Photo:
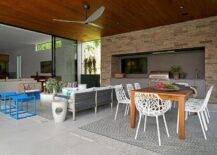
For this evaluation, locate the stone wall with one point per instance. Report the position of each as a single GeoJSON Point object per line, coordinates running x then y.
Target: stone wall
{"type": "Point", "coordinates": [196, 33]}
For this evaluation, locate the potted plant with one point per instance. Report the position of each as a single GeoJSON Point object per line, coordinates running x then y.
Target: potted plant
{"type": "Point", "coordinates": [85, 65]}
{"type": "Point", "coordinates": [175, 71]}
{"type": "Point", "coordinates": [53, 85]}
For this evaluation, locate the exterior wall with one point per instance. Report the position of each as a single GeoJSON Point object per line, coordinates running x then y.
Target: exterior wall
{"type": "Point", "coordinates": [196, 33]}
{"type": "Point", "coordinates": [30, 60]}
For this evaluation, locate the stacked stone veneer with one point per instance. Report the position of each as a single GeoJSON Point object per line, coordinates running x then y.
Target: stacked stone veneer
{"type": "Point", "coordinates": [196, 33]}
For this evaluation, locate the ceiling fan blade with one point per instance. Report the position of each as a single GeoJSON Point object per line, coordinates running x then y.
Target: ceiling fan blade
{"type": "Point", "coordinates": [95, 25]}
{"type": "Point", "coordinates": [95, 15]}
{"type": "Point", "coordinates": [69, 21]}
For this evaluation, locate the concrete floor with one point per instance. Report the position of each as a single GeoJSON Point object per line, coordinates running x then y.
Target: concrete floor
{"type": "Point", "coordinates": [40, 136]}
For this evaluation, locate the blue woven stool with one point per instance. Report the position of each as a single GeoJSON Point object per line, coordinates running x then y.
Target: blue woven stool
{"type": "Point", "coordinates": [5, 98]}
{"type": "Point", "coordinates": [23, 106]}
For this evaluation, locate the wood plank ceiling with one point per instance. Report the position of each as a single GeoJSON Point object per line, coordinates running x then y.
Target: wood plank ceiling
{"type": "Point", "coordinates": [120, 15]}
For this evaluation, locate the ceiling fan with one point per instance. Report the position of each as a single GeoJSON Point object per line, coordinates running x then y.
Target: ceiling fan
{"type": "Point", "coordinates": [88, 20]}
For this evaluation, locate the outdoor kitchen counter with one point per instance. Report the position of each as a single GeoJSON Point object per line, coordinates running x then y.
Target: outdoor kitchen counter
{"type": "Point", "coordinates": [199, 84]}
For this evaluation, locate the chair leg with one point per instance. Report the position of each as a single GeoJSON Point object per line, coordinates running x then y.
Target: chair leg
{"type": "Point", "coordinates": [201, 123]}
{"type": "Point", "coordinates": [116, 113]}
{"type": "Point", "coordinates": [145, 123]}
{"type": "Point", "coordinates": [111, 105]}
{"type": "Point", "coordinates": [158, 131]}
{"type": "Point", "coordinates": [207, 117]}
{"type": "Point", "coordinates": [186, 115]}
{"type": "Point", "coordinates": [73, 115]}
{"type": "Point", "coordinates": [174, 105]}
{"type": "Point", "coordinates": [125, 112]}
{"type": "Point", "coordinates": [137, 130]}
{"type": "Point", "coordinates": [165, 123]}
{"type": "Point", "coordinates": [95, 109]}
{"type": "Point", "coordinates": [207, 112]}
{"type": "Point", "coordinates": [204, 121]}
{"type": "Point", "coordinates": [177, 126]}
{"type": "Point", "coordinates": [128, 109]}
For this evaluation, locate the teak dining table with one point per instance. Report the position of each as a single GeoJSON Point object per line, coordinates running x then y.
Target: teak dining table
{"type": "Point", "coordinates": [179, 96]}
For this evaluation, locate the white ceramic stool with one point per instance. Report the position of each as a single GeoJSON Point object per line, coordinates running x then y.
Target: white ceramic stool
{"type": "Point", "coordinates": [59, 109]}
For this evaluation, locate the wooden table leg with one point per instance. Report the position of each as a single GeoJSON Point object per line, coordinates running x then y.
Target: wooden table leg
{"type": "Point", "coordinates": [181, 104]}
{"type": "Point", "coordinates": [133, 111]}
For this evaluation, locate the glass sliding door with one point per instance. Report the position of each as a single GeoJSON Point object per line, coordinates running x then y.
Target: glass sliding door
{"type": "Point", "coordinates": [65, 59]}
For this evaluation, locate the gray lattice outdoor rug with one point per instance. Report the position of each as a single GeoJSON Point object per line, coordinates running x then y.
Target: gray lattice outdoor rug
{"type": "Point", "coordinates": [193, 144]}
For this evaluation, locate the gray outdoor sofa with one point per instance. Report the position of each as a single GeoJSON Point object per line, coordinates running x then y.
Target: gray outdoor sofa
{"type": "Point", "coordinates": [90, 98]}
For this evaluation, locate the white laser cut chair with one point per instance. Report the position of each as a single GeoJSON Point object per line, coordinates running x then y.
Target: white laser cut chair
{"type": "Point", "coordinates": [200, 107]}
{"type": "Point", "coordinates": [187, 85]}
{"type": "Point", "coordinates": [137, 86]}
{"type": "Point", "coordinates": [150, 104]}
{"type": "Point", "coordinates": [122, 99]}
####################
**Exercise directions**: From the material above, copy everything exactly but the pictures.

**Full solution**:
Photo:
For this evaluation, locate the stone wall with one point per instance. Report the position of each as a single GeoJSON Point object per line, coordinates running x then y.
Target: stone wall
{"type": "Point", "coordinates": [196, 33]}
For this evaluation, locate the potted plant with one point per instance. Report the position of each as a single GeoJSON Point object per line, coordinates running x then y.
Target: potted plant
{"type": "Point", "coordinates": [85, 65]}
{"type": "Point", "coordinates": [175, 71]}
{"type": "Point", "coordinates": [53, 85]}
For this evaluation, locate the exterior wall with one point per instance. Report the position of each as a single GeoJSON Point object per line, coordinates running x then y.
Target: exterior wall
{"type": "Point", "coordinates": [196, 33]}
{"type": "Point", "coordinates": [30, 60]}
For this evaluation, locate the stacked stone veneer with one point per instance. Report the position of each as a single GeoJSON Point object per line, coordinates running x then y.
Target: stacked stone veneer
{"type": "Point", "coordinates": [196, 33]}
For this evaluation, locate the ceiling fan blade with one point per instance. Report the position of each as a single GeoJSON Point object per line, coordinates running x then y.
Target: ceiling fan blade
{"type": "Point", "coordinates": [95, 25]}
{"type": "Point", "coordinates": [95, 15]}
{"type": "Point", "coordinates": [69, 21]}
For this evaluation, locate the concrete floor with one point per instance. Report the position of each as a single GeoJSON Point object per line, coordinates running x then y.
Target: concrete floor
{"type": "Point", "coordinates": [40, 136]}
For this evaluation, locate the blue woven stool with one point per instance. Report the position of each as a single GeoJSON Point object per line, coordinates running x then y.
Target: blue woven stool
{"type": "Point", "coordinates": [5, 98]}
{"type": "Point", "coordinates": [23, 106]}
For this evaluation, locate the wood plank ceiling with one point per instance. Report the position of each as a single GeoJSON Point object per line, coordinates running x then y.
Target: wood plank ceiling
{"type": "Point", "coordinates": [120, 15]}
For this evaluation, locate the ceiling fan with one point per instance. Report the position of each as a single GeoJSON Point object per line, coordinates running x then y.
Target: ceiling fan
{"type": "Point", "coordinates": [88, 20]}
For this evaluation, locate the outdoor kitchen counter with one point per instance. Report the position of each as a single GeoJSON Point object per line, coordinates running x then y.
Target: outdoor kitchen counter
{"type": "Point", "coordinates": [199, 84]}
For this evaluation, locate the chair leg with one point per instance. Report the position of each as a single GeoJSON Point object per line, coordinates running x then y.
Target: chair leg
{"type": "Point", "coordinates": [201, 123]}
{"type": "Point", "coordinates": [116, 113]}
{"type": "Point", "coordinates": [145, 123]}
{"type": "Point", "coordinates": [111, 105]}
{"type": "Point", "coordinates": [158, 131]}
{"type": "Point", "coordinates": [207, 117]}
{"type": "Point", "coordinates": [186, 115]}
{"type": "Point", "coordinates": [73, 115]}
{"type": "Point", "coordinates": [174, 105]}
{"type": "Point", "coordinates": [125, 112]}
{"type": "Point", "coordinates": [137, 130]}
{"type": "Point", "coordinates": [165, 123]}
{"type": "Point", "coordinates": [95, 109]}
{"type": "Point", "coordinates": [207, 112]}
{"type": "Point", "coordinates": [204, 121]}
{"type": "Point", "coordinates": [177, 126]}
{"type": "Point", "coordinates": [128, 109]}
For this evaluation, locate the teak dining table with one point per instance. Report the position of each as a single GeoJSON Point object per line, coordinates running x then y.
Target: teak dining table
{"type": "Point", "coordinates": [179, 96]}
For this evaluation, locate the white ceramic stool with one point per instance. Report the position of each as a single GeoJSON Point object per line, coordinates running x then y.
Target: white ceramic stool
{"type": "Point", "coordinates": [59, 109]}
For this evaluation, locate the wooden table leg with one point per instance. Report the position of each as a single GeoJSON Point object per line, coordinates running x then y.
Target: wooden table leg
{"type": "Point", "coordinates": [181, 104]}
{"type": "Point", "coordinates": [133, 111]}
For this evaluation, locate the glass sliding door with one point per instance. Report the position of each as a single GeoJSON Point object per line, coordinates running x then y.
Target: glass sliding door
{"type": "Point", "coordinates": [65, 59]}
For this evaluation, locate the gray lattice outdoor rug with one point per instance. Report the position of each as a single GeoJSON Point object per line, coordinates running x then y.
Target: gray lattice outdoor rug
{"type": "Point", "coordinates": [193, 144]}
For this evaluation, locate the gray outdoor sofa with one point per instance. Report the position of each as a single GeoJSON Point object per line, coordinates running x then y.
Target: gray outdoor sofa
{"type": "Point", "coordinates": [90, 98]}
For this evaluation, locate the white laser cut chair with one point per instance. Report the position of each as a single GeoJSON Point object per line, coordinates running x then y.
Target: white laser cut chair
{"type": "Point", "coordinates": [200, 107]}
{"type": "Point", "coordinates": [187, 85]}
{"type": "Point", "coordinates": [137, 86]}
{"type": "Point", "coordinates": [150, 104]}
{"type": "Point", "coordinates": [122, 99]}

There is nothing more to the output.